---
license: apache-2.0
pipeline_tag: image-text-to-text
tags:
- ERNIE4.5
- PaddleOCR
- PaddlePaddle
- image-to-text
- ocr
- document-parse
- layout
- table
- formula
- chart
- seal
- spotting
base_model: PaddlePaddle/PaddleOCR-VL-1.6
language:
- en
- zh
- multilingual
library_name: PaddleOCR
---
PaddleOCR-VL-1.6: Expanding the Frontier of Document Parsing with Under-Optimized Region Refinement and Progressive Post-Training
[](https://github.com/PaddlePaddle/PaddleOCR)
[](https://huggingface.co/PaddlePaddle/PaddleOCR-VL-1.6)
[](https://modelscope.cn/models/PaddlePaddle/PaddleOCR-VL-1.6)
[](https://huggingface.co/spaces/PaddlePaddle/PaddleOCR-VL-1.6_Online_Demo)
[](https://modelscope.cn/studios/PaddlePaddle/PaddleOCR-VL-1.6_Online_Demo/summary)
[](https://discord.gg/JPmZXDsEEK)
[](https://x.com/PaddlePaddle)
[](./LICENSE)
**🔥 [Official Website](https://www.paddleocr.com)**
## Introduction
We introduce PaddleOCR-VL-1.6, an upgraded compact document parsing model built upon PaddleOCR-VL-1.5. PaddleOCR-VL-1.6 introduces a region-aware data optimization framework that identifies weak regions from the previous model, applies targeted enhancement to those regions, and improves the reliability of supervision signals. It further adopts a progressive post-training recipe based on curated data selection and reinforcement learning, pushing model performance to a higher level through staged optimization. **PaddleOCR-VL-1.6 achieves a new state-of-the-art score of 96.33% on OmniDocBench v1.6, sets new records on OmniDocBench v1.5 and Real5-OmniDocBench as well**, and demonstrates strong competitiveness against top-tier VLMs. The model architecture is fully compatible with PaddleOCR-VL-1.5, enabling zero-cost plug-and-play migration.

★ ★ ★

Given task 1 - Copy from the PaddleOCR-VL-1.6 model card word for word, starting at the words "[](https://huggingface.co/PaddlePaddle/PaddleOCR-VL-1.6)" and ending after "[](https://x.com/PaddlePaddle)".
Given task 2 -
Answer these from the PaddleOCR-VL-1.6 model card:
(a) What license does the header give?
(b) Which model is PaddleOCR-VL-1.6 built upon?
(c) What score does it reach on OmniDocBench v1.6?
Given task 3 - Name every benchmark that the Introduction of the PaddleOCR-VL-1.6 model card mentions.
The material that comes next stands apart from the model card.

★ ★ ★

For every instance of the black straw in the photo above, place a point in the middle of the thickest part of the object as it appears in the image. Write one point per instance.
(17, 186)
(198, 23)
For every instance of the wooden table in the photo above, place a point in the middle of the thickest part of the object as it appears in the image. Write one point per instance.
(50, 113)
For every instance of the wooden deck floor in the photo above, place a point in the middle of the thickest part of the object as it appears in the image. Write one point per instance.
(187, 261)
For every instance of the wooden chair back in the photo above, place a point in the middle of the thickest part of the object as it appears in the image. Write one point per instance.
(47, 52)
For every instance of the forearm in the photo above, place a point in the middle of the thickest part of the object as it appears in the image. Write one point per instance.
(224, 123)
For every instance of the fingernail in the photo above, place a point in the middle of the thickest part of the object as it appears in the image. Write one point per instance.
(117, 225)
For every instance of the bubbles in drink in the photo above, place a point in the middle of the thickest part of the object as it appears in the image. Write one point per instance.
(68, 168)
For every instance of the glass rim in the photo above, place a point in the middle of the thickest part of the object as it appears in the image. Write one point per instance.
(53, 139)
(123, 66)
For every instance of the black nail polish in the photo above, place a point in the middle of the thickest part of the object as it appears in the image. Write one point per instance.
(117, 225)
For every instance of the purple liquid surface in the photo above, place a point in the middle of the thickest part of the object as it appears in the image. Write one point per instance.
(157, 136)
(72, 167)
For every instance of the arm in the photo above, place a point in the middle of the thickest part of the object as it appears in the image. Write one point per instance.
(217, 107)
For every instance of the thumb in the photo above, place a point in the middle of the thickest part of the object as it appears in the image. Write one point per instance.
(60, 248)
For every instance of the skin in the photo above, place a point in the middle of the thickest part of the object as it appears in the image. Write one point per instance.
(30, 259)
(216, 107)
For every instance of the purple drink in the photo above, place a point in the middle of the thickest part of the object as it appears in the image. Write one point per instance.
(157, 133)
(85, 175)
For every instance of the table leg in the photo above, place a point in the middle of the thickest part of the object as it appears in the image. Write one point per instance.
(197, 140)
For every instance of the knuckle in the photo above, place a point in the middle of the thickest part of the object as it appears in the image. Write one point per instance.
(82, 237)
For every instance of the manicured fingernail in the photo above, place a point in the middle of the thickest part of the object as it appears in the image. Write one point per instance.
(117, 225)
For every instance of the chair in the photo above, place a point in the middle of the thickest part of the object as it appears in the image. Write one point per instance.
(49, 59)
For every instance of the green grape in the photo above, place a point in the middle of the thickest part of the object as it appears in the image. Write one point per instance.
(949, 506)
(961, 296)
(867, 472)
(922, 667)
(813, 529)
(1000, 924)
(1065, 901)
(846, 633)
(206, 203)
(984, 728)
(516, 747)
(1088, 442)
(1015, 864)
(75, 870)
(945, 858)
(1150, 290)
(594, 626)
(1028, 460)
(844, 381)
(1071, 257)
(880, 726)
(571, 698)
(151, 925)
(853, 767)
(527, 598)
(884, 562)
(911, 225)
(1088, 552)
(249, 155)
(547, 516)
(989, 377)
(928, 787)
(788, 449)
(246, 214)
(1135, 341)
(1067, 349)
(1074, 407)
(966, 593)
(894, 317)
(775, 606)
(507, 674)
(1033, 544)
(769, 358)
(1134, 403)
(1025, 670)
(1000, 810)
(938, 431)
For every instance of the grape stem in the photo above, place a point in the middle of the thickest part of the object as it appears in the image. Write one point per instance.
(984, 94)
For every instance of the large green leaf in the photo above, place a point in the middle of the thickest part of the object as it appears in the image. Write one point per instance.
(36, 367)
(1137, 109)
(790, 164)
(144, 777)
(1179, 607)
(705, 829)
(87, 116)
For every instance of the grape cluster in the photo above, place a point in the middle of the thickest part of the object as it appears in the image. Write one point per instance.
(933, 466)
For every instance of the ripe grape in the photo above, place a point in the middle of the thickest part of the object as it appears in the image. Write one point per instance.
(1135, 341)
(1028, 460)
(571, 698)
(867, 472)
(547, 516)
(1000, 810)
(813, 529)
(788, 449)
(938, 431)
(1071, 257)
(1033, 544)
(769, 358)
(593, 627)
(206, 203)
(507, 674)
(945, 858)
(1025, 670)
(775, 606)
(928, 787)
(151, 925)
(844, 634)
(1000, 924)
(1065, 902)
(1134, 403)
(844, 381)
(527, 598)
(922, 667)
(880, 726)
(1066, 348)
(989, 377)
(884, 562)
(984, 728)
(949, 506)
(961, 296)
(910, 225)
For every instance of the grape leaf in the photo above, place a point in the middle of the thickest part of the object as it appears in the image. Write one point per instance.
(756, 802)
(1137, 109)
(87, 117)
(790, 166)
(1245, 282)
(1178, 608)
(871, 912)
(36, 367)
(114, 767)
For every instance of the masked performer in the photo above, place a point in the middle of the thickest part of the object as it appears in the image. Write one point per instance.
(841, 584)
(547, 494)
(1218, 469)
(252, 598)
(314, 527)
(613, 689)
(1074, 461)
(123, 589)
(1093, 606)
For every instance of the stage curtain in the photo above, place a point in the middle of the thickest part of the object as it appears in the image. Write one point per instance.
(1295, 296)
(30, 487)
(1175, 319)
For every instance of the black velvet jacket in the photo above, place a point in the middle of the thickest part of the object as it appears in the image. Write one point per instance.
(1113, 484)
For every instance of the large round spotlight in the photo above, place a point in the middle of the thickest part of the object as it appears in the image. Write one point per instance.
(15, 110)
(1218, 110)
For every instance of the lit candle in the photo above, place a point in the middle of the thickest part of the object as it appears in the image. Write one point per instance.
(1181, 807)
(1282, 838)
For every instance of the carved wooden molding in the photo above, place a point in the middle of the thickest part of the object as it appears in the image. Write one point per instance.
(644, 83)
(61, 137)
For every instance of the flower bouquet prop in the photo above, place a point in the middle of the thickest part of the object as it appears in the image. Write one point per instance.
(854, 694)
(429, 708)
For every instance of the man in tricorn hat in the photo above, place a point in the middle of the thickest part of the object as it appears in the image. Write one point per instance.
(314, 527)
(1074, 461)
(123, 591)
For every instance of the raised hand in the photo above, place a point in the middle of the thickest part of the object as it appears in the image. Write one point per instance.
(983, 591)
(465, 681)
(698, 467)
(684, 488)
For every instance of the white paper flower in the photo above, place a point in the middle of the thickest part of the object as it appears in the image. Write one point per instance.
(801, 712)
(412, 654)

★ ★ ★

Complete output 1 -
[](https://huggingface.co/PaddlePaddle/PaddleOCR-VL-1.6)
[](https://modelscope.cn/models/PaddlePaddle/PaddleOCR-VL-1.6)
[](https://huggingface.co/spaces/PaddlePaddle/PaddleOCR-VL-1.6_Online_Demo)
[](https://modelscope.cn/studios/PaddlePaddle/PaddleOCR-VL-1.6_Online_Demo/summary)
[](https://discord.gg/JPmZXDsEEK)
[](https://x.com/PaddlePaddle)

Complete output 2 -
(a) Apache-2.0
(b) PaddleOCR-VL-1.5
(c) 96.33%

Complete output 3 - OmniDocBench v1.6, OmniDocBench v1.5, Real5-OmniDocBench